▸ Tasks
A - Transcribe the stretch of the awk forum thread from "Is there a cheap" through "with '\' (escape)".
B - Pick up the awk forum thread after its final sentence and continue it in the same manner.

___ Source extract

Regular expression to match regular expressions? - awk
This is a discussion on Regular expression to match regular expressions? - awk ; An expression parser (in TAWK) accepts textual regular expressions, which
are then converted to internal form by TAWK's regex() function.
If the regular expression is ill-formed, then TAWK's run-time package issues
an error message on the console (rather than, say, ...
-
Regular expression to match regular expressions?
An expression parser (in TAWK) accepts textual regular expressions, which
are then converted to internal form by TAWK's regex() function.
If the regular expression is ill-formed, then TAWK's run-time package issues
an error message on the console (rather than, say, returning a null value
from regex()).
Is there a cheap way to verify that a regular expression is properly formed
*before* feeding it to regex(), so as to avoid that error message?
A first thought:
regex = /^\/.+\/i?$/
- starts and ends with '/' or '/i' (i-gnore case), must be non-null
A second thought:
regex = /^\/([^/\\]|\\.)+\/i?$/
- accept as part of the pattern any single character except '/' or '\', and
any double character that starts with '\' (escape)

______
___ Entries provided

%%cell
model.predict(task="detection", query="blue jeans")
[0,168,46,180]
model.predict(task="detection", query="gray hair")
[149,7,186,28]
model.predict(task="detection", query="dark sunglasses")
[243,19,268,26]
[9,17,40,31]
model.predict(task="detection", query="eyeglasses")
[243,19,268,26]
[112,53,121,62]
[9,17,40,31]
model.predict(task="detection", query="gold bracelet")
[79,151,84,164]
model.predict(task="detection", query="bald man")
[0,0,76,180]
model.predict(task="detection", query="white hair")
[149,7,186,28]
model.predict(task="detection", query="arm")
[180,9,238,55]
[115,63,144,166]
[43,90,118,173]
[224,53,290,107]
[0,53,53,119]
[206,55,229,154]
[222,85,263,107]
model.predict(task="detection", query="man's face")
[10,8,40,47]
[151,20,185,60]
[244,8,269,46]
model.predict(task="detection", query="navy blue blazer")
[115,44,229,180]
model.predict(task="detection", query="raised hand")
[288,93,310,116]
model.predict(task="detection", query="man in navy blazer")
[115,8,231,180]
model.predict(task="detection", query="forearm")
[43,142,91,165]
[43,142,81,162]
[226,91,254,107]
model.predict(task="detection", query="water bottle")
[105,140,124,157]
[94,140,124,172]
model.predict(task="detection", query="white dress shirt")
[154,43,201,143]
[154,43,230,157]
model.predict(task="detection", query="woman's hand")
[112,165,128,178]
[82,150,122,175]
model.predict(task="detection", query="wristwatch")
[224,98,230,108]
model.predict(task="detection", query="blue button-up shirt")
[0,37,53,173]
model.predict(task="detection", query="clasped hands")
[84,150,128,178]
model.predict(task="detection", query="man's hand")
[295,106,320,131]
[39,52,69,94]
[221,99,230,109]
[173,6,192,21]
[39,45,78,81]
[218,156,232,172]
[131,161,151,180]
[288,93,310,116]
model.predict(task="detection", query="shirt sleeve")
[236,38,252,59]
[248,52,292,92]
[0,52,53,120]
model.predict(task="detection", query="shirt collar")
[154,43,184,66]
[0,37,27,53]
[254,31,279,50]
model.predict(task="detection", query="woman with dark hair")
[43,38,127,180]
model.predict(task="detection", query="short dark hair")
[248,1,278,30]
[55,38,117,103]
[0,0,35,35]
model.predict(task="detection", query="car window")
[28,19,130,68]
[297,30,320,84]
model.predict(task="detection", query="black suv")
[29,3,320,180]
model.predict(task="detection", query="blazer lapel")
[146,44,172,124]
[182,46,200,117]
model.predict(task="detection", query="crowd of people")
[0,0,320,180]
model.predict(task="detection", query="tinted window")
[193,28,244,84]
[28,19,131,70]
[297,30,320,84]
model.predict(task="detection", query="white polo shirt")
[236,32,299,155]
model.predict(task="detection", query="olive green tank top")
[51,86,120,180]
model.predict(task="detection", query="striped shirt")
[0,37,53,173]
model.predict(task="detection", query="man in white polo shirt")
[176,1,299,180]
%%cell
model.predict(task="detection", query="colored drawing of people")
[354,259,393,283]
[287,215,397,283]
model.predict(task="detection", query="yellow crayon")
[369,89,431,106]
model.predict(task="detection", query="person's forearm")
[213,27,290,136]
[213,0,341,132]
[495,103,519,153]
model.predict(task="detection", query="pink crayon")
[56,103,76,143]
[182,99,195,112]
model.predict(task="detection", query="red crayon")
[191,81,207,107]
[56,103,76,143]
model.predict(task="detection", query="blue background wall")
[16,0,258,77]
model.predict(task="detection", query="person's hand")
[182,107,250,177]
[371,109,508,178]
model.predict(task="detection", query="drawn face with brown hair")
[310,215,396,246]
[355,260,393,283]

______
___ Entries provided

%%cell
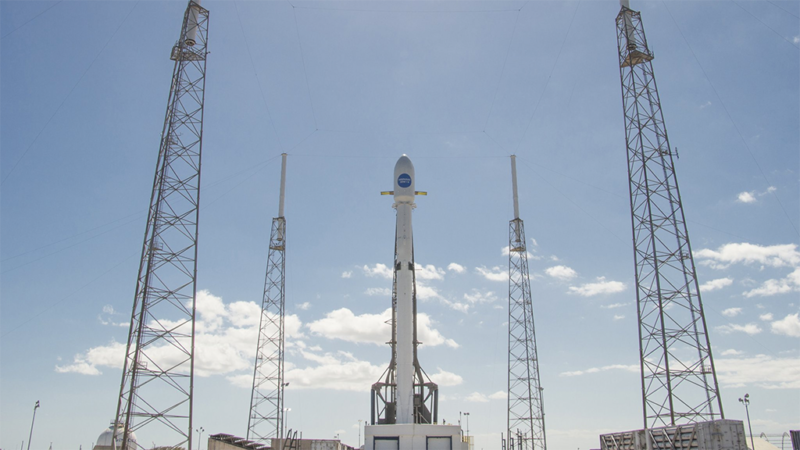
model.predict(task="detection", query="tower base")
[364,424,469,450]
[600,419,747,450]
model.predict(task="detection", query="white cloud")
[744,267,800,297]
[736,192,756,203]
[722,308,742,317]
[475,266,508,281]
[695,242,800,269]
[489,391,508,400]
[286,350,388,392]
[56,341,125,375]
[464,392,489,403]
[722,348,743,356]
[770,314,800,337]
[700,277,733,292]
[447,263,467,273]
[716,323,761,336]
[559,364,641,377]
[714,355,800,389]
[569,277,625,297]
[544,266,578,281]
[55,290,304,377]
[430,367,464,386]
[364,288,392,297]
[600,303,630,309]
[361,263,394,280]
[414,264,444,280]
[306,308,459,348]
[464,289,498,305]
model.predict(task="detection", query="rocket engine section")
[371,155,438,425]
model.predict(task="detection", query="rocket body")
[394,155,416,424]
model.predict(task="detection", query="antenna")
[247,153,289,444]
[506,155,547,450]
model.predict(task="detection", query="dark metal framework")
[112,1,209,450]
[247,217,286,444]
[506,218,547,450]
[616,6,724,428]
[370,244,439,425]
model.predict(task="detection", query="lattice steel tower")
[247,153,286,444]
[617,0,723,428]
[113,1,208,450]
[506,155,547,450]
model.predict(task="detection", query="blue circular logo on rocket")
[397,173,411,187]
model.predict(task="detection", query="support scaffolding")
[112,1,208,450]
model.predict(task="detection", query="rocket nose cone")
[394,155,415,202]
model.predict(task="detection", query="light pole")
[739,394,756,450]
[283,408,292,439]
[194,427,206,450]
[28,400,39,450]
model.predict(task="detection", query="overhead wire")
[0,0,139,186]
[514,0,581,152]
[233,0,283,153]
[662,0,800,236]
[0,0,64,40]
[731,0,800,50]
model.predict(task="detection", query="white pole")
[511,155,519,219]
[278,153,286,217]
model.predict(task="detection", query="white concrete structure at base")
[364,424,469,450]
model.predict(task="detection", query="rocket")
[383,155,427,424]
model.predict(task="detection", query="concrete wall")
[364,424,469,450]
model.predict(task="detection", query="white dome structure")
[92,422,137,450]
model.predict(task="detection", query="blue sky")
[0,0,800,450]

______
___ Entries provided

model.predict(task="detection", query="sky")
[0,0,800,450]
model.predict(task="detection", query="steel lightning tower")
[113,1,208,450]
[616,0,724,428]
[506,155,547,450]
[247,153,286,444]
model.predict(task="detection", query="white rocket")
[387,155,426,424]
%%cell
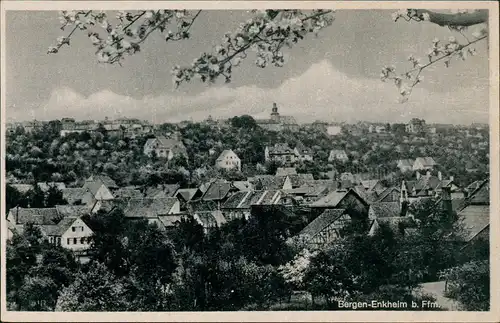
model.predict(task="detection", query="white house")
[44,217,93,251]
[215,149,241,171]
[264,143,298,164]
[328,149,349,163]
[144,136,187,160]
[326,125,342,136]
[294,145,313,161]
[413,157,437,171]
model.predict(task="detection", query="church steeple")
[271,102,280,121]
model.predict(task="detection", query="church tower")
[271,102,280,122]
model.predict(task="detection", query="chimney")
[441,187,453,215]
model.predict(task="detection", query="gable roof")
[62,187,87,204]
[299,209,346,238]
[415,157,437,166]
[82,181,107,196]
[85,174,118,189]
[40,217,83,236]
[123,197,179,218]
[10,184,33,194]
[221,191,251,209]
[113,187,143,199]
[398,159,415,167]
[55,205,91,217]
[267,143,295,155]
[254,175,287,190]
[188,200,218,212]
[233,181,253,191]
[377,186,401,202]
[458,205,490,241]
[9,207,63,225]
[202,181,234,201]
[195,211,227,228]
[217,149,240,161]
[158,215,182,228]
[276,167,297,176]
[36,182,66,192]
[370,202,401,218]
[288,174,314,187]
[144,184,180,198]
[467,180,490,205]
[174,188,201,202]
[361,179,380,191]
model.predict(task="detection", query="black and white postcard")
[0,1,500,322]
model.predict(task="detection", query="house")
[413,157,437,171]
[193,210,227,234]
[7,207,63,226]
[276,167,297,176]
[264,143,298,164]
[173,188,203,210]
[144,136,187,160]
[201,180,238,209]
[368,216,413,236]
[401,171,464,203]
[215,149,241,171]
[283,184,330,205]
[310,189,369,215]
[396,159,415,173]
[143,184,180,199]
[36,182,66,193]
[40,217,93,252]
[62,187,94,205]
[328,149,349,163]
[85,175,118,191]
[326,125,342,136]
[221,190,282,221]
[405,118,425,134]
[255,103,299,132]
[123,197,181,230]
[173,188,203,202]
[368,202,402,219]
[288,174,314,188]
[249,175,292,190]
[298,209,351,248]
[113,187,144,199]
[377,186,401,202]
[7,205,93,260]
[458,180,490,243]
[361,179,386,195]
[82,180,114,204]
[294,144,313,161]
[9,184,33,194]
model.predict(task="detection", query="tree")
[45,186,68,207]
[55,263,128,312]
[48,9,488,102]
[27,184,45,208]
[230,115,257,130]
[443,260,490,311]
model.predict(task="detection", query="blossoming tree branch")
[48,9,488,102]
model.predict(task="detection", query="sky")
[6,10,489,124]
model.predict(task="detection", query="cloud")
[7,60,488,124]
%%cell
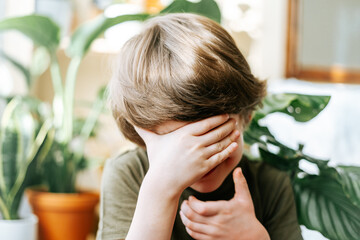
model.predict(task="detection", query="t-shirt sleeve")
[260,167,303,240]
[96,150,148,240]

______

▸ Answers to the exercise
A -
Is there a cheap way to verify that a regular expression is properly formed
*before* feeding it to regex(), so as to avoid that error message?
A first thought:
regex = /^\/.+\/i?$/
- starts and ends with '/' or '/i' (i-gnore case), must be non-null
A second thought:
regex = /^\/([^/\\]|\\.)+\/i?$/
- accept as part of the pattern any single character except '/' or '\', and
any double character that starts with '\' (escape)

B -
- BTW, this variant works pretty well for literal strings with embedded
escape sequences, including null strings. It's clever enough to recognize
only odd numbers of escape chars as properly escaping a double quote:
regex = /^"([^"\\]|\\.)*"$/
A third thought:
regex = /^\/([^/\\[]|\\.|\[.+\])+\/i?$/
- which is designed to make sure character classes have a closing bracket
(which is actually the single mistake I make most often, and the one that
prompted this line of thought).
I'm pretty sure there's more to be added, though. So, is there a reasonably
compact regular expression that will match all properly formed regular
expressions and fail to match ill-formed ones?
- Anton Treuenfels
-
Re: Regular expression to match regular expressions?
> Is there a cheap way to verify that a regular expression is properly formed
> *before* feeding it to regex(), so as to avoid that error message?
The language of regular expressions is itself not regular. It is a cfg.
You can have (((((a))))). How can you manage to match this using
regular expression.
Great thought b.t.w.
-
Re: Regular expression to match regular expressions?
In article
<1155197771.534028.245820@75g2000cwc.googlegroups.com>,
"quarkLore" <agarwal.prateek@> wrote:
> > Is there a cheap way to verify that a regular expression is properly formed
> > *before* feeding it to regex(), so as to avoid that error message?
>
> The language of regular expressions is itself not regular. It is a cfg.
> You can have (((((a))))). How can you manage to match this using
> regular expression.
>
> Great thought b.t.w.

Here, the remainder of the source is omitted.